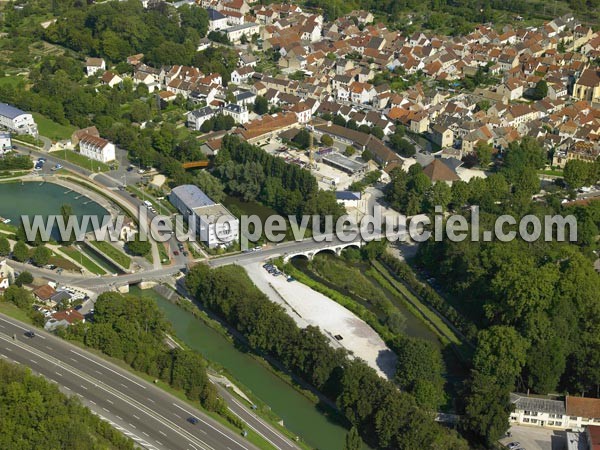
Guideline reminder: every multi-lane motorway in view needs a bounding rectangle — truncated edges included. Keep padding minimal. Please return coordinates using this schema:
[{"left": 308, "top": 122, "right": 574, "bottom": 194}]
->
[{"left": 0, "top": 314, "right": 296, "bottom": 450}]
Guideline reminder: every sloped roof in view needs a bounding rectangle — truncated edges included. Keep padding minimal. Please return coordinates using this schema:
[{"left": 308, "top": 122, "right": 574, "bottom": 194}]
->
[{"left": 423, "top": 158, "right": 459, "bottom": 182}]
┄┄┄┄┄┄┄┄┄┄┄┄┄┄┄┄┄┄┄┄
◆ Exercise goal:
Reproduce the rows word for word, starting at the line containing "Guideline reminder: every sloped" and ending at the last line of the rows, with both of those lines included.

◆ Full output:
Guideline reminder: every sloped roof in view needs a bounding rectangle — truncated edges included. Keep padding minimal. Please return coordinates using this schema:
[{"left": 308, "top": 122, "right": 574, "bottom": 194}]
->
[{"left": 423, "top": 158, "right": 459, "bottom": 182}]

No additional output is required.